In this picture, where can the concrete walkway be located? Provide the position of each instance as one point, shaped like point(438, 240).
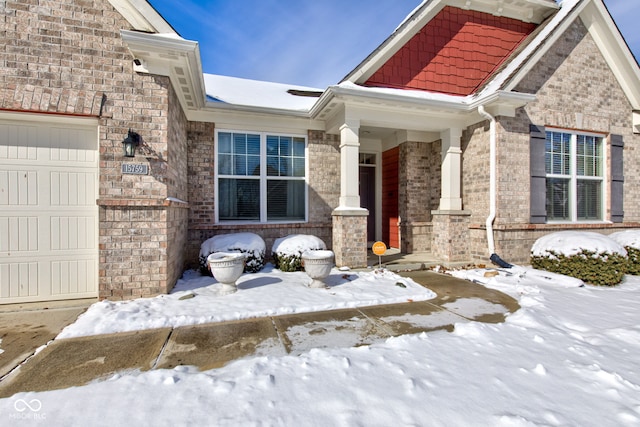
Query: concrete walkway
point(77, 361)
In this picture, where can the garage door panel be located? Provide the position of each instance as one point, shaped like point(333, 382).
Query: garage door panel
point(72, 189)
point(18, 187)
point(18, 142)
point(72, 233)
point(70, 277)
point(48, 211)
point(18, 234)
point(19, 280)
point(73, 145)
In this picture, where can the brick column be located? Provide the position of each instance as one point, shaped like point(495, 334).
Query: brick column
point(350, 237)
point(451, 236)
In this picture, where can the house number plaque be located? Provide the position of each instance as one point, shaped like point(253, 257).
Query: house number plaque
point(135, 169)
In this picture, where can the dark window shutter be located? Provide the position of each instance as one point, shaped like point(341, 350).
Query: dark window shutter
point(617, 178)
point(538, 205)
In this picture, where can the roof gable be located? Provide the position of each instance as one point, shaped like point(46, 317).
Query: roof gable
point(454, 53)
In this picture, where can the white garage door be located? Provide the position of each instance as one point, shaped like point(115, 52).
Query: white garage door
point(48, 211)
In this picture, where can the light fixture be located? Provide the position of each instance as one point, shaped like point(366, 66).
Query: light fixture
point(130, 143)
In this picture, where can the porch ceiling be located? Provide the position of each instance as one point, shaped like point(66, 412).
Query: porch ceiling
point(382, 111)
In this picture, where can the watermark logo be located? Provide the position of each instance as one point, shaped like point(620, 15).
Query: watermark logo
point(28, 410)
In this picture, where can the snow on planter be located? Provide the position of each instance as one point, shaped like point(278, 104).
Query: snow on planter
point(630, 240)
point(287, 251)
point(249, 244)
point(591, 257)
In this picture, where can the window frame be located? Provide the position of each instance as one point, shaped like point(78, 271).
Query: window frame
point(263, 177)
point(573, 177)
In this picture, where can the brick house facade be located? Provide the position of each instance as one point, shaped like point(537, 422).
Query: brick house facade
point(113, 65)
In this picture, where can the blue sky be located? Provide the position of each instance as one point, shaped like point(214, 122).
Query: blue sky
point(307, 42)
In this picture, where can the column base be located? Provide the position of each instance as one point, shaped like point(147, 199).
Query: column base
point(350, 237)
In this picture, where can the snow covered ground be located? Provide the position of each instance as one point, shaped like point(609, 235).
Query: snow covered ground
point(197, 299)
point(568, 357)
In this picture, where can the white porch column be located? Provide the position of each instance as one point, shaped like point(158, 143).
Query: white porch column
point(349, 161)
point(450, 199)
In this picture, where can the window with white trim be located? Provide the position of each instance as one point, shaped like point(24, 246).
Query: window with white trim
point(574, 164)
point(260, 177)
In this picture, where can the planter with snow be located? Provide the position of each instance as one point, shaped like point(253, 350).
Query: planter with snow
point(630, 240)
point(227, 267)
point(249, 244)
point(317, 265)
point(287, 251)
point(592, 257)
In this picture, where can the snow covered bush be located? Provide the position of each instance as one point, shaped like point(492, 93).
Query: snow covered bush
point(630, 240)
point(594, 258)
point(287, 251)
point(249, 244)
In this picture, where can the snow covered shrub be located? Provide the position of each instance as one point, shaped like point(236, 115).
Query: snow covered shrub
point(249, 244)
point(287, 251)
point(630, 240)
point(594, 258)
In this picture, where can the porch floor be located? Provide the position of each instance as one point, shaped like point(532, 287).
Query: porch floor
point(395, 260)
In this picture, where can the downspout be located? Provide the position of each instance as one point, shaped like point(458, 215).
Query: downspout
point(492, 178)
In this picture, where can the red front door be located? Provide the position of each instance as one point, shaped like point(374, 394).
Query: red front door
point(390, 231)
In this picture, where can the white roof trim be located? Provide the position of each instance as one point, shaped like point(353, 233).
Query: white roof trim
point(142, 16)
point(420, 99)
point(603, 30)
point(172, 56)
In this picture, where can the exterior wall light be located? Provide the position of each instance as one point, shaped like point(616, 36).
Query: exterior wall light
point(130, 143)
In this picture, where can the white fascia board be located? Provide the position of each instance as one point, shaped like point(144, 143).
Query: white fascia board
point(395, 111)
point(613, 48)
point(605, 34)
point(423, 100)
point(255, 121)
point(524, 62)
point(212, 106)
point(170, 56)
point(142, 16)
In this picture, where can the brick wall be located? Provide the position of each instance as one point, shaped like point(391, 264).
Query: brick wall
point(451, 237)
point(350, 240)
point(575, 89)
point(65, 57)
point(414, 196)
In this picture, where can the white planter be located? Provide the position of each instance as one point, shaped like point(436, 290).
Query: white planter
point(317, 265)
point(226, 267)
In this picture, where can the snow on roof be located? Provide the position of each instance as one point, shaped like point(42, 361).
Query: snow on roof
point(253, 93)
point(408, 93)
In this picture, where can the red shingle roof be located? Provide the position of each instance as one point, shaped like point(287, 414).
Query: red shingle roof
point(454, 53)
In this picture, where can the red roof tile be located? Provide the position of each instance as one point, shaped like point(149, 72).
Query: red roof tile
point(454, 53)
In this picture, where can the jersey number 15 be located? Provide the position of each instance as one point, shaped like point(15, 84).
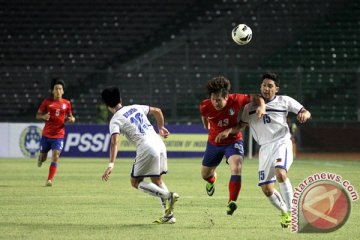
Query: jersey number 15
point(266, 119)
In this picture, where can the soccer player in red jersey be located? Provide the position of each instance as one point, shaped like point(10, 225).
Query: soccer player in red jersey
point(220, 116)
point(54, 111)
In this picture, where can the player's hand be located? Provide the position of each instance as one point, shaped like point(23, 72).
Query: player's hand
point(71, 119)
point(164, 132)
point(46, 116)
point(304, 116)
point(222, 135)
point(260, 111)
point(106, 174)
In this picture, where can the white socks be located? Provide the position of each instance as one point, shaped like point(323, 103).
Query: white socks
point(277, 201)
point(153, 190)
point(287, 193)
point(163, 200)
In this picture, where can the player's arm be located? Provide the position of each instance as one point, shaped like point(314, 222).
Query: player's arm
point(260, 102)
point(159, 117)
point(240, 126)
point(303, 115)
point(42, 116)
point(205, 122)
point(70, 118)
point(113, 153)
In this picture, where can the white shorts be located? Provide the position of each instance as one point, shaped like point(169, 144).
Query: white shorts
point(274, 155)
point(150, 160)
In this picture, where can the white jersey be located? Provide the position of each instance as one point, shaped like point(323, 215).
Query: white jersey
point(273, 125)
point(132, 121)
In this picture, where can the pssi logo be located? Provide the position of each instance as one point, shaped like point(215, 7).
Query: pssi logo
point(85, 142)
point(30, 141)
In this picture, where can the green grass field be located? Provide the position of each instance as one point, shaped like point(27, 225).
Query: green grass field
point(81, 206)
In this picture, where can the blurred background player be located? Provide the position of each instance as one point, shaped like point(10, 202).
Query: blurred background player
point(151, 156)
point(272, 133)
point(220, 112)
point(54, 111)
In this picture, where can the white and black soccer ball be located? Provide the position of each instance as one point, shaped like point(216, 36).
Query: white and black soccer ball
point(241, 34)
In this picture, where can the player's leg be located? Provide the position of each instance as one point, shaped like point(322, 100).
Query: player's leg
point(167, 204)
point(163, 201)
point(151, 162)
point(284, 160)
point(56, 146)
point(212, 158)
point(235, 163)
point(274, 197)
point(42, 158)
point(154, 190)
point(44, 149)
point(235, 155)
point(53, 167)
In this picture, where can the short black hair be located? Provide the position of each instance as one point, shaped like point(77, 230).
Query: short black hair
point(111, 96)
point(56, 81)
point(218, 84)
point(272, 76)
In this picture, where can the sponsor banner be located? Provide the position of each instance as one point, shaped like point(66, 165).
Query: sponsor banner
point(94, 141)
point(20, 139)
point(23, 140)
point(86, 141)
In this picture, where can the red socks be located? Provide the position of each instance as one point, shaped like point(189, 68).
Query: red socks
point(52, 170)
point(211, 179)
point(234, 187)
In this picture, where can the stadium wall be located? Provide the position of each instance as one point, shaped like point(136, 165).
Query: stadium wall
point(23, 140)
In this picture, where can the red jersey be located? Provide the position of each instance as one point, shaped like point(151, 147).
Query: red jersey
point(225, 118)
point(55, 126)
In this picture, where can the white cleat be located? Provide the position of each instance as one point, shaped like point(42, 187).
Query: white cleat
point(172, 200)
point(48, 183)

▶ _YOUR INSTRUCTIONS_:
As the answer, set down only the lines from the data above between the one holding "Query: white planter" and the one holding "In this picture, where can the red shingle", inclusive, exactly as they read.

▶ _YOUR RESPONSE_:
Query: white planter
point(317, 265)
point(226, 267)
In this picture, where can the snow on roof be located? Provide the position of each instance as one point, shaped like point(42, 361).
Query: snow on roof
point(253, 93)
point(408, 93)
In this picture, where can the red shingle roof be located? Provide the position of each instance as one point, shaped like point(287, 414).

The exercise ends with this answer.